## [Task]
Write out every line of the material below as a JSON list of strings, one string per line, omitting blank lines.

## [Data for processing]
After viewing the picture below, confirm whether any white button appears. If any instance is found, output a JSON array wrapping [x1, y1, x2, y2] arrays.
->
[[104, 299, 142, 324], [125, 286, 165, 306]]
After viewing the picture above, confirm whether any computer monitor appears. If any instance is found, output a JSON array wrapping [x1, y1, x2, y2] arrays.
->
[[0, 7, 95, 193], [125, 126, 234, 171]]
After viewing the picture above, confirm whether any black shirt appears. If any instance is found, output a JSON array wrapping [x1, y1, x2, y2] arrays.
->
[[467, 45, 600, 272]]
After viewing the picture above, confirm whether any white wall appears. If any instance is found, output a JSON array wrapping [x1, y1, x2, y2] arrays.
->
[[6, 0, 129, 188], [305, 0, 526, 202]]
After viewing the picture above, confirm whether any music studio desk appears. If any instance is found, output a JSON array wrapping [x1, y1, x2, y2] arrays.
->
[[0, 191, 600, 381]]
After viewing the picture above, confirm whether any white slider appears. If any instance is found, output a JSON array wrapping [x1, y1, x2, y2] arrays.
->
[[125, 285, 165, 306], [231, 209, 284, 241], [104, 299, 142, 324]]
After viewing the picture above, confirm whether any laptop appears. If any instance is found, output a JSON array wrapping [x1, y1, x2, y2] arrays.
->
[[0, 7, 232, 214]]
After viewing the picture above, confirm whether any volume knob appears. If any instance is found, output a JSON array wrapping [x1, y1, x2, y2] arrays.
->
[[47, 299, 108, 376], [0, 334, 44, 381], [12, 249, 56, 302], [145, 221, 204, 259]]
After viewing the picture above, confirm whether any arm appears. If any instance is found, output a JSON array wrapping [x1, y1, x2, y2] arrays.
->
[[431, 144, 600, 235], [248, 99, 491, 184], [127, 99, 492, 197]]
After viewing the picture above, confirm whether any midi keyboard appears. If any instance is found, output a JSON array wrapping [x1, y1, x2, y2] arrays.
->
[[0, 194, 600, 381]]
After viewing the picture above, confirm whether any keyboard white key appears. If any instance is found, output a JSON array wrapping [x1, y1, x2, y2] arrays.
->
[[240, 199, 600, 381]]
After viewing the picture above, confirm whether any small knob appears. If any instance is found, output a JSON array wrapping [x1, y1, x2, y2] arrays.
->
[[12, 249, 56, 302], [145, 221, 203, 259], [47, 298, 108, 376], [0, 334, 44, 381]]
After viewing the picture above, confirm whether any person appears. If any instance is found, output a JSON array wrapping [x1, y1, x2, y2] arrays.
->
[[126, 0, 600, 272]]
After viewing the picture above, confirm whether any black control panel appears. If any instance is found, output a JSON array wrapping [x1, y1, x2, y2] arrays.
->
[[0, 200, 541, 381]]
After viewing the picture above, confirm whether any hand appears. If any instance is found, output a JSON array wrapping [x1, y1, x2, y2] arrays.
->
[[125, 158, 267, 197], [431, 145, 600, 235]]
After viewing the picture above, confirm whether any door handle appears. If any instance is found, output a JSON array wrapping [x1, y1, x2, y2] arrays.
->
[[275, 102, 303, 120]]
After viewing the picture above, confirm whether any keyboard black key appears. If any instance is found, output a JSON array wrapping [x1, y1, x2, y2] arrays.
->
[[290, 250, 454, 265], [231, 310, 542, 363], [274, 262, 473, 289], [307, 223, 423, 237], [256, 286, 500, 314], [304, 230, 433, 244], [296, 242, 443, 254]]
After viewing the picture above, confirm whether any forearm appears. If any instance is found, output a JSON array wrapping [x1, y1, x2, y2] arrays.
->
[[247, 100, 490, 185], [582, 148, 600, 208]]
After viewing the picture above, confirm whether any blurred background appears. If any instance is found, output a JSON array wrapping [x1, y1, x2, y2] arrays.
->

## [Complete answer]
[
  "After viewing the picture below, confirm whether any white button appears. If any instance is found, output a JSON array wrapping [x1, y1, x2, y2] arrays.",
  "->",
  "[[104, 299, 142, 324], [125, 286, 165, 306]]",
  "After viewing the picture above, confirm whether any computer monitor appears. If any instance is found, output a JSON array wrapping [x1, y1, x2, y2] arrays.",
  "->",
  "[[0, 7, 95, 193], [125, 126, 234, 171]]",
  "After viewing the picture above, confirm whether any black shirt appears. If any instance is found, output a JSON array wrapping [x1, y1, x2, y2] arrays.",
  "->",
  "[[467, 45, 600, 272]]",
  "After viewing the picture above, confirm whether any white wall appears. If any instance is found, output a JSON array wrapping [x1, y1, x2, y2] arrays.",
  "->",
  "[[6, 0, 129, 188], [305, 0, 526, 202]]",
  "After viewing the picture above, confirm whether any music studio desk appears. If any instance is found, output a JSON array wrapping [x1, y1, x2, y2] arrays.",
  "->",
  "[[0, 191, 600, 381]]",
  "After viewing the picture above, confirm whether any white slider appears. If any instance is found, output a JSON array wrapping [x1, y1, x2, y2] arrays.",
  "->",
  "[[125, 285, 165, 306], [231, 209, 284, 241], [104, 299, 142, 324]]",
  "After viewing the picture above, confirm whether any laptop appears. If any instance is found, output a JSON array wrapping [x1, y1, x2, y2] arrays.",
  "->",
  "[[0, 7, 232, 214]]",
  "After viewing the picture above, confirm whether any volume knob appears. If any instance is found, output a JSON array wrapping [x1, y1, x2, y2] arrays.",
  "->",
  "[[47, 299, 108, 376], [0, 334, 44, 381], [12, 249, 56, 302], [145, 221, 204, 259]]",
  "After viewing the picture above, confirm whether any arm appears. If any instance is found, output a JSON array wrapping [x1, y1, x2, y2] arrays.",
  "->",
  "[[431, 144, 600, 235], [248, 99, 491, 184], [127, 99, 492, 197]]",
  "After viewing the picture above, confirm whether any midi keyboard appears. If any instance is found, output a JSON array wrapping [x1, y1, x2, y2] arrays.",
  "->",
  "[[0, 194, 600, 381]]",
  "After viewing the picture above, confirm whether any keyboard white key appears. If any instance is found, output a JSON array wrapping [x1, y1, x2, y2] arrays.",
  "->",
  "[[240, 199, 600, 381]]",
  "After viewing the picture above, confirm whether any small knob appears. If any instance is found, output a JSON array wrapping [x1, y1, x2, y2] arrays.",
  "->",
  "[[12, 249, 56, 302], [145, 221, 203, 259], [47, 298, 108, 376], [0, 334, 44, 381]]",
  "After viewing the picture above, confirm whether any person appears. If any instance is found, output a JSON array wrapping [x1, y1, x2, y2] arrays.",
  "->",
  "[[126, 0, 600, 272]]",
  "After viewing the picture above, confirm whether any black control panel appears. If any instance is found, output a JSON array wrapping [x1, y1, x2, y2] arrays.",
  "->",
  "[[0, 200, 541, 381]]",
  "After viewing the picture above, confirm whether any hand appears. If any instance is found, output a JSON array wrapping [x1, y1, x2, y2] arrays.",
  "->",
  "[[125, 158, 267, 197], [431, 145, 600, 235]]",
  "After viewing the picture above, confirm whether any door handle appears. If any instance is found, output a JSON array wrapping [x1, y1, x2, y2] arrays.",
  "->",
  "[[275, 102, 303, 120]]",
  "After viewing the picture above, confirm whether any keyboard black key appears. If any instance is found, output a JSON array wrapping [x1, y1, x2, y2] arrays.",
  "->",
  "[[290, 250, 454, 265], [231, 310, 542, 363], [274, 262, 473, 289], [307, 223, 423, 237], [256, 286, 500, 314], [304, 230, 433, 244], [296, 242, 443, 254]]",
  "After viewing the picture above, confirm whether any forearm appears. If any instance is found, output a JSON array wrapping [x1, y1, x2, y2] arrays.",
  "->",
  "[[247, 100, 490, 185], [582, 148, 600, 208]]",
  "After viewing the picture above, confirm whether any blurred background appears. If any instance is found, output a JSON array wrapping [x1, y1, x2, y2] arrays.",
  "->"
]